> **PASSAGE SHOWN**:

** START **

After reading this thread I am a bit weary about getting Eco-Complete. The only local fish store to me has 2 bags and both when I stirred the corners a bit showed milky substance in the bag... Does this indicate a bad batch? I was hoping to get some substrate today, but don't want to get something that will just end up giving me a headache.


----------



## scolley (Apr 4, 2004)

Mothi said:


> when I stirred the corners a bit showed milky substance in the bag...


Between my reads on the topic here, and my own experience with 7 bad bags, I think that's what you want to avoid.

I do believe AquariumPlant.com has the good stuff in, on sale too. Other sponsors may too. It would be worth a phone call to confirm. They'll know. Count on it.


----------



## crshadow (Sep 4, 2003)

scolley said:


> It was a bad, unfortunate quality control problem. But I cannot fault the company for not cheerfully standing behind their product!


I agree completely, they've been very helpful and cooperative to everyone I've seen post in this and other related topics. I got my replacement bags as well a couple of weeks ago. I couldn't be happier with their response to the situation.

** END **

> **TASK SET**:
1. In the forum thread on Eco-Complete substrate, which retailer does scolley believe has the good stuff in stock?
2. Reproduce the portion of the forum thread that runs from "## crshadow (Sep" to "behind their product!".

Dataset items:
** START **

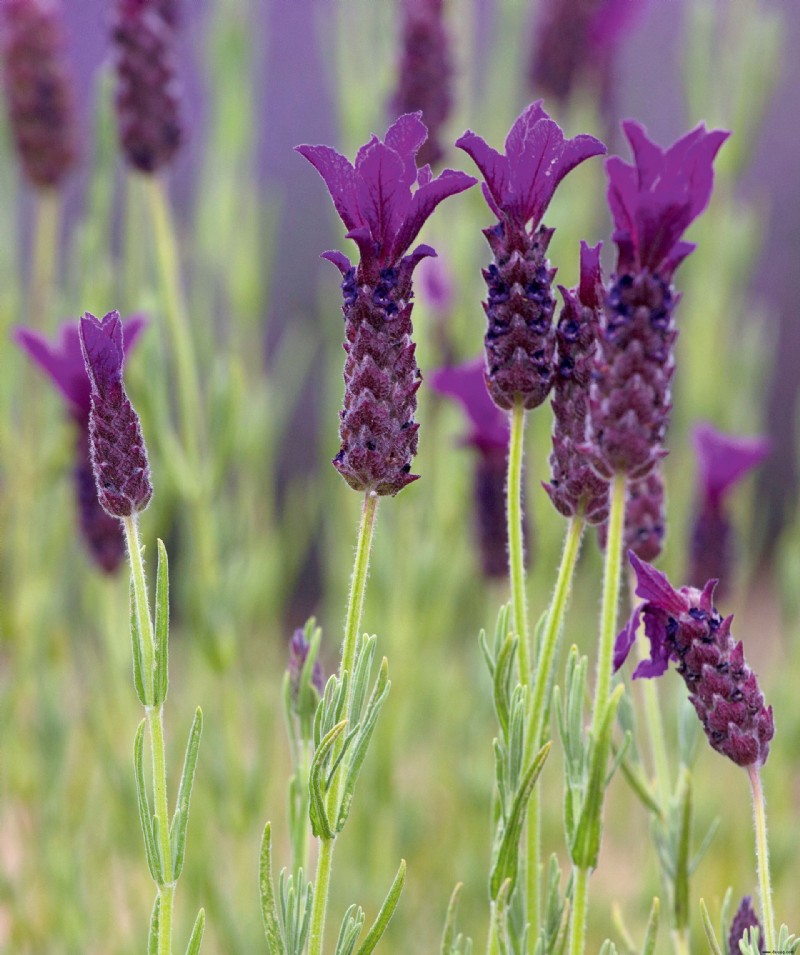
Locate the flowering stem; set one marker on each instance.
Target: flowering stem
(541, 686)
(762, 857)
(516, 556)
(355, 606)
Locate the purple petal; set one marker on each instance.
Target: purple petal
(724, 459)
(465, 384)
(424, 201)
(655, 588)
(339, 176)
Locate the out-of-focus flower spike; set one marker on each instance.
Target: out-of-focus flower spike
(39, 89)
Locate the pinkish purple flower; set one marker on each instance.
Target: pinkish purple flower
(383, 213)
(119, 457)
(63, 363)
(685, 627)
(518, 187)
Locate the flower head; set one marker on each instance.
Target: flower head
(655, 198)
(684, 626)
(119, 457)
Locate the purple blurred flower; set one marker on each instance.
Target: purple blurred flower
(383, 216)
(119, 457)
(574, 486)
(425, 72)
(684, 626)
(722, 460)
(63, 363)
(39, 89)
(518, 187)
(744, 919)
(653, 200)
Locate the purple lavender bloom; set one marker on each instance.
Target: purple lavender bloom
(63, 363)
(39, 89)
(488, 435)
(383, 216)
(518, 187)
(425, 72)
(684, 626)
(653, 201)
(574, 487)
(119, 457)
(744, 919)
(148, 97)
(723, 460)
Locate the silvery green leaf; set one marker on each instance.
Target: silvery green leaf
(180, 820)
(196, 938)
(386, 912)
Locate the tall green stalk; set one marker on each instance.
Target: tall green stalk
(355, 606)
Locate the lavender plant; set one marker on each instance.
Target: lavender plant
(122, 478)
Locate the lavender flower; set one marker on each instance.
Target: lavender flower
(653, 200)
(488, 435)
(425, 72)
(119, 457)
(723, 460)
(39, 90)
(744, 919)
(574, 487)
(383, 217)
(63, 363)
(518, 187)
(148, 97)
(684, 626)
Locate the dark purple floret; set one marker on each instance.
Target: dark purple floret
(723, 460)
(425, 72)
(39, 89)
(575, 488)
(148, 99)
(119, 457)
(383, 216)
(744, 919)
(518, 186)
(685, 627)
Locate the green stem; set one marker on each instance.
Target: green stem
(355, 606)
(516, 555)
(762, 856)
(541, 689)
(580, 889)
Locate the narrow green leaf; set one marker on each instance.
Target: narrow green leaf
(386, 912)
(151, 851)
(180, 820)
(504, 870)
(196, 938)
(317, 810)
(152, 936)
(651, 932)
(711, 935)
(161, 675)
(269, 911)
(136, 650)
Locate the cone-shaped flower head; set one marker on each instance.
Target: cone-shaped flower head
(63, 363)
(653, 201)
(744, 919)
(425, 73)
(119, 457)
(722, 461)
(684, 626)
(39, 90)
(518, 187)
(383, 213)
(148, 97)
(574, 486)
(488, 435)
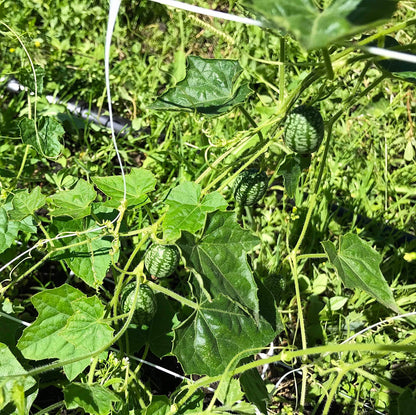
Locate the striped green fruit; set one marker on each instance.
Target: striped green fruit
(304, 130)
(161, 260)
(250, 186)
(146, 304)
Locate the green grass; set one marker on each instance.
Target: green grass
(370, 172)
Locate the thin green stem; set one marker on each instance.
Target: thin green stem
(293, 265)
(328, 64)
(282, 59)
(334, 386)
(50, 408)
(251, 121)
(22, 165)
(173, 295)
(312, 256)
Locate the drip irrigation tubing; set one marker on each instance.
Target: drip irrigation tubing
(123, 127)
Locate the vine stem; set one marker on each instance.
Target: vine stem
(252, 122)
(177, 297)
(282, 59)
(293, 266)
(328, 64)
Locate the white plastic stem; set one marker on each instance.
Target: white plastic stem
(209, 12)
(112, 16)
(392, 54)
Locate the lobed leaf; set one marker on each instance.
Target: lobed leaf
(44, 136)
(358, 266)
(212, 336)
(139, 182)
(209, 88)
(75, 202)
(220, 257)
(187, 211)
(25, 203)
(69, 325)
(315, 28)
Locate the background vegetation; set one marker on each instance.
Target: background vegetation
(368, 189)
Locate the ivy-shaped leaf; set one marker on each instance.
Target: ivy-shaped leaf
(94, 399)
(26, 78)
(159, 335)
(220, 257)
(315, 28)
(358, 266)
(88, 255)
(139, 182)
(69, 325)
(25, 203)
(9, 365)
(211, 337)
(43, 137)
(187, 211)
(75, 202)
(208, 88)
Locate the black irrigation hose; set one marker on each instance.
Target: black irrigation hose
(122, 127)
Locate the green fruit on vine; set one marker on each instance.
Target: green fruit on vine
(304, 130)
(161, 260)
(146, 304)
(276, 284)
(250, 186)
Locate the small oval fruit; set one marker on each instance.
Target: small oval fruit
(161, 260)
(250, 186)
(146, 304)
(304, 130)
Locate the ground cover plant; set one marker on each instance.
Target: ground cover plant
(245, 245)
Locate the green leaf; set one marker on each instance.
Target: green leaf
(220, 257)
(159, 335)
(94, 399)
(139, 182)
(25, 203)
(212, 336)
(26, 78)
(9, 365)
(45, 138)
(8, 230)
(90, 259)
(358, 265)
(254, 388)
(315, 28)
(187, 211)
(75, 202)
(69, 325)
(406, 403)
(208, 88)
(160, 405)
(291, 170)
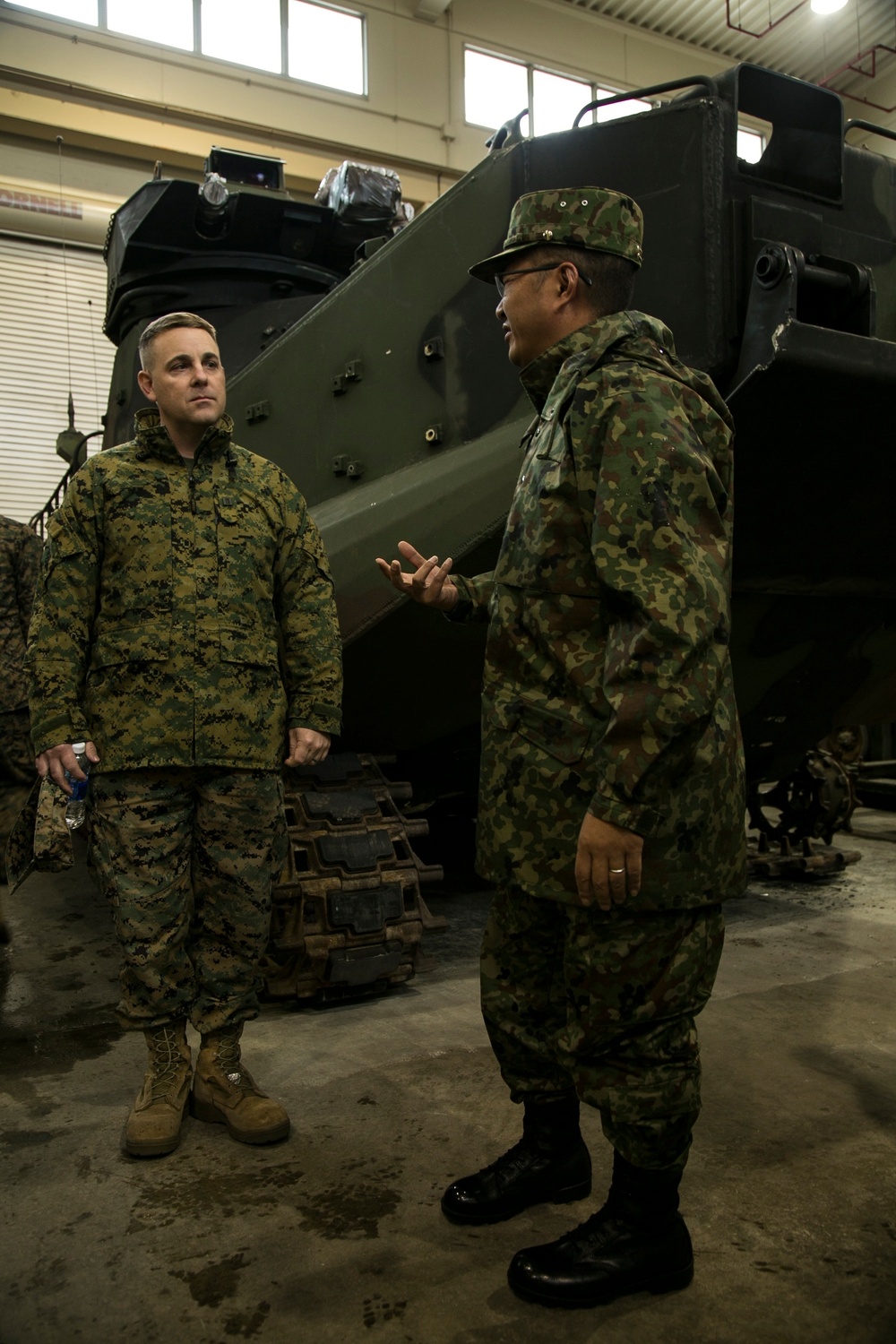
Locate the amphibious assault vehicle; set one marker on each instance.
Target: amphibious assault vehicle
(365, 360)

** END **

> **RESPONSES IN ORDER**:
1. AquariumPlant.com, which scolley believes also has it on sale.

2.
## crshadow (Sep 4, 2003)

scolley said:


> It was a bad, unfortunate quality control problem. But I cannot fault the company for not cheerfully standing behind their product!